* **AUFGABE**: Gib den Abschnitt des Reiseberichts wörtlich wieder, der mit den Worten „In der Pension“ beginnt und mit „schlief ich schon.“ endet.

In der Pension angekommen, legte ich mich ein wenig nieder, um dann zu Abend zu essen. Es gab Thunfisch, kalt, mit Pommes, alles frisch. Dann ein wenig plaudern mit dem Wirt, es regnete zum Teil stark. Weiters wollte ich die Buszeiten in Erfahrung bringen. An der Haltestelle waren keine angeschlagen. Ich fragte die Herren, die auf den Stufen des Gemeindeamts saßen. Ja, der Plan hänge im Gemeindeamt. Um sich daraufhin langsam um zu drehen und fest zu stellen, dass dies ja heute geschlossen sei… Ich ließ mein Ziel nicht aus den Augen und so zog dann einer der Gomeros einen handgeschriebenen Zettel mit den Abfahrtszeiten heraus! Um 20 h schlief ich schon.

Das Wetter sollte am nächsten Tag brillant werden!

(Einträge aus einem Annotationsdatensatz)

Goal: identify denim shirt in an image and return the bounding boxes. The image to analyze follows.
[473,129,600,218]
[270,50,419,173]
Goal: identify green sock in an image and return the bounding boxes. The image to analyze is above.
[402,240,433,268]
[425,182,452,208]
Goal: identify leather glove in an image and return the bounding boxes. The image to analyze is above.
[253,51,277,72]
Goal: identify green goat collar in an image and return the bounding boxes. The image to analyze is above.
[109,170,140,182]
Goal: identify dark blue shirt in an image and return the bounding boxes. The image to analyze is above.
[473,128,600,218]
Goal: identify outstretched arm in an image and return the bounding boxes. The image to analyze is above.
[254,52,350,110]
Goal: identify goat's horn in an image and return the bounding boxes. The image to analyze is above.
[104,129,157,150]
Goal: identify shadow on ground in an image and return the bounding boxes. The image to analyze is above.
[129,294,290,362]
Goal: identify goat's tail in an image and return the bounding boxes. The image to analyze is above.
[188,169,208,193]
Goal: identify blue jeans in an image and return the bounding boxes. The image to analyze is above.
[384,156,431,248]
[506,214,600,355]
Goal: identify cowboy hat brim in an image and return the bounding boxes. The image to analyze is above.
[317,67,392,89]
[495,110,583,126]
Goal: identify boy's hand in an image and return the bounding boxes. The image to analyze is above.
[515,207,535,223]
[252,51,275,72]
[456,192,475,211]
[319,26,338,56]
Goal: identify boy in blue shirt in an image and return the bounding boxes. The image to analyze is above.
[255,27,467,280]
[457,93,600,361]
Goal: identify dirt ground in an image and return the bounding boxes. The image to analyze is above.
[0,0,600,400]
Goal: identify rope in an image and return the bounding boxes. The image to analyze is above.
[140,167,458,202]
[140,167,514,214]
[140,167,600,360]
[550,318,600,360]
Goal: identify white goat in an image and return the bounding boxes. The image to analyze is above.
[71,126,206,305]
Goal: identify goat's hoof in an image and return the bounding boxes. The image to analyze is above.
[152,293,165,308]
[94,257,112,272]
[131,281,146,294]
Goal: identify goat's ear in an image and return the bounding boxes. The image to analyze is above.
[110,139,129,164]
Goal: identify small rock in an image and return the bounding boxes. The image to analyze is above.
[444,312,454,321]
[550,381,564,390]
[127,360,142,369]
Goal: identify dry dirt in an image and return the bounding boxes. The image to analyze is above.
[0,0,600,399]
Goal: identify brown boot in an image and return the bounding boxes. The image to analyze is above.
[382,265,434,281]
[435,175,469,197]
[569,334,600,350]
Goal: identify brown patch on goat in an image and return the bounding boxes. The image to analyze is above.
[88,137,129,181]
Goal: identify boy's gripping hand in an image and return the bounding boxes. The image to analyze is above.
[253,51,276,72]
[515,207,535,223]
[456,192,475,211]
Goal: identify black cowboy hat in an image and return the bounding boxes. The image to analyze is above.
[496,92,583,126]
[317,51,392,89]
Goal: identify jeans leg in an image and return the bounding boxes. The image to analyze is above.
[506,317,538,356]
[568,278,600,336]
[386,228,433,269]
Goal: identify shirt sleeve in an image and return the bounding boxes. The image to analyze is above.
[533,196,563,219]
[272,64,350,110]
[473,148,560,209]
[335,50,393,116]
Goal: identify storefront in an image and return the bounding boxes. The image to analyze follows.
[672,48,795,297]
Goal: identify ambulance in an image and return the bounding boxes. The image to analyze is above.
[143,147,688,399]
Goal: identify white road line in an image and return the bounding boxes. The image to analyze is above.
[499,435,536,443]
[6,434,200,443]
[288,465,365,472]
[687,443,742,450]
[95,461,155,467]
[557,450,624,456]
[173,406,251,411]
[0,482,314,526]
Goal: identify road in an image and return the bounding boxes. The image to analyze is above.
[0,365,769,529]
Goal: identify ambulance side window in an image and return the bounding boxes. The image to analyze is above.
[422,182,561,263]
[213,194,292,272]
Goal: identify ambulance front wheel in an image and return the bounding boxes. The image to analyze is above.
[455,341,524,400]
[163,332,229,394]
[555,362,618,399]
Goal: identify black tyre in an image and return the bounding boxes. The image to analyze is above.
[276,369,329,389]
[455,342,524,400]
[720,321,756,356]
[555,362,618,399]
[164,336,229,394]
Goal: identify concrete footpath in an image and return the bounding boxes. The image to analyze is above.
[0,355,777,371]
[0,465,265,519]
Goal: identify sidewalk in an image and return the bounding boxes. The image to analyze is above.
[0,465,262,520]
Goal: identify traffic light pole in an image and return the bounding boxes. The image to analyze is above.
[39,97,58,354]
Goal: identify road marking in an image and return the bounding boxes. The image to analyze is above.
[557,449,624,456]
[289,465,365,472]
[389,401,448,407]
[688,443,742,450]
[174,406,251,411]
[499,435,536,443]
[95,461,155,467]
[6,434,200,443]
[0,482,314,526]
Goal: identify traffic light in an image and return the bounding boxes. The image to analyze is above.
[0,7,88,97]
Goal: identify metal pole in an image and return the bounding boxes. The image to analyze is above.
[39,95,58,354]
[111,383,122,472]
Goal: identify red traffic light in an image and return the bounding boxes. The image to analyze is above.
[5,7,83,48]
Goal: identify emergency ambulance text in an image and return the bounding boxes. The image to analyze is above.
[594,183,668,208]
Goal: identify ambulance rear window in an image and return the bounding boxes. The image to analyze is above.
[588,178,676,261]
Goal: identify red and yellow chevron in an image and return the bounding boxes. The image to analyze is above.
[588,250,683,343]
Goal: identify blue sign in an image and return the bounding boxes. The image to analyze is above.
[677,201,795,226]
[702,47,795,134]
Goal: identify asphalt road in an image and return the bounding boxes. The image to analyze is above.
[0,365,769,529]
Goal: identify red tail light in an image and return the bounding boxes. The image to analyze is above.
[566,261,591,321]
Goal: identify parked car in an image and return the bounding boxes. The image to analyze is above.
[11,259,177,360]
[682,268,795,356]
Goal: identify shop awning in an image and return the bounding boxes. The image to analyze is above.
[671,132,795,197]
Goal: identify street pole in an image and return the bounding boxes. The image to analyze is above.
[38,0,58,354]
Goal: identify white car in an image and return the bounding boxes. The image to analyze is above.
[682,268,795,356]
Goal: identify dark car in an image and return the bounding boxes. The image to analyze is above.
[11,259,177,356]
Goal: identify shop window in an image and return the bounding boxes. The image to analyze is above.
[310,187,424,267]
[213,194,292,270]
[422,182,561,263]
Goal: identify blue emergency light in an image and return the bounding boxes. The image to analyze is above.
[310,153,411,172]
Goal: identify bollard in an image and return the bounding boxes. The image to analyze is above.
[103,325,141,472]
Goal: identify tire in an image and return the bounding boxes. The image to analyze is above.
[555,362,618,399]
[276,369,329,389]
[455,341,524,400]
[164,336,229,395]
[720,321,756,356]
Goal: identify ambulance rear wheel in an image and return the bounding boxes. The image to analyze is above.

* **ERLEDIGTE AUFGABE**:
In der Pension angekommen, legte ich mich ein wenig nieder, um dann zu Abend zu essen. Es gab Thunfisch, kalt, mit Pommes, alles frisch. Dann ein wenig plaudern mit dem Wirt, es regnete zum Teil stark. Weiters wollte ich die Buszeiten in Erfahrung bringen. An der Haltestelle waren keine angeschlagen. Ich fragte die Herren, die auf den Stufen des Gemeindeamts saßen. Ja, der Plan hänge im Gemeindeamt. Um sich daraufhin langsam um zu drehen und fest zu stellen, dass dies ja heute geschlossen sei… Ich ließ mein Ziel nicht aus den Augen und so zog dann einer der Gomeros einen handgeschriebenen Zettel mit den Abfahrtszeiten heraus! Um 20 h schlief ich schon.